Testo

Consiglio Stato, Sezione V,  del 18 novembre 2002, sentenza n. 6393 .

 

 

REPUBBLICA ITALIANA

IN NOME DEL POPOLO ITALIANO

Il Consiglio di Stato in sede giurisdizionale, Quinta Sezione ha pronunciato la seguente
 

decisione


sul ricorso in appello n.12168/2001, proposto dal Comune di Margherita di Savoia, in persona del Sindaco pro tempore, rappresentato e difeso dall’avv. Antonio Mescia, ed elettivamente domiciliato in Roma, alla via Paisiello n.55, presso lo studio dell’avv. F.G.Scoca,
contro
Scavisud sas, in persona del suo legale rappresentante, difesa e rappresentata dall’avv.Angelo Vantaggiato, ed elettivamente domiciliata preso lo studio dell’avv. Alberto Angeletti, in Roma, alla via Giuseppe Pisanelli 2,
per l’annullamento
della sentenza n.5375 resa dal TAR della Puglia, sez.IIa, di Lecce, in data 13 giugno 2001,pubblicata il 17 settembre 2001.
Visto il ricorso con i relativi allegati.
Vista la costituzione in giudizio della parte appellata.
Viste le memorie presentate dalle parti a sostegno delle rispettive difese.
Visti tutti gli atti di causa.
Relatore il Consigliere Paolo De Ioanna alla pubblica udienza del 14 maggio 2002.
Uditi gli avvocati delle parti in causa , come da verbale d’udienza.
Ritenuto in fatto e considerati in diritto quanto segue:
 

Fatto


1. Con la sentenza in epigrafe, il TAR della Puglia, II sez. ha accolto il ricorso proposto dalla Scavi Sud sas, inteso ad ottenere il risarcimento del danno subito a causa del comportamento illegittimo tenuto dal Comune di Margherita di Savoia in occasione dello svolgimento della pubblica gara , a mezzo di incanto, per l’affidamento dei lavori di costruzione della rete pluviale posta al servizio del centro abitato.

Consegna
Riscrivi il passo della sentenza da "Vista la costituzione" fino a "14 maggio 2002." compreso, sostituendo "memorie" con "note scritte".

Estratto dei dati
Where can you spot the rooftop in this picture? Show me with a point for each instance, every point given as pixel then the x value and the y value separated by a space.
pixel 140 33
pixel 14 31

Soluzione
Vista la costituzione in giudizio della parte appellata.
Viste le note scritte presentate dalle parti a sostegno delle rispettive difese.
Visti tutti gli atti di causa.
Relatore il Consigliere Paolo De Ioanna alla pubblica udienza del 14 maggio 2002.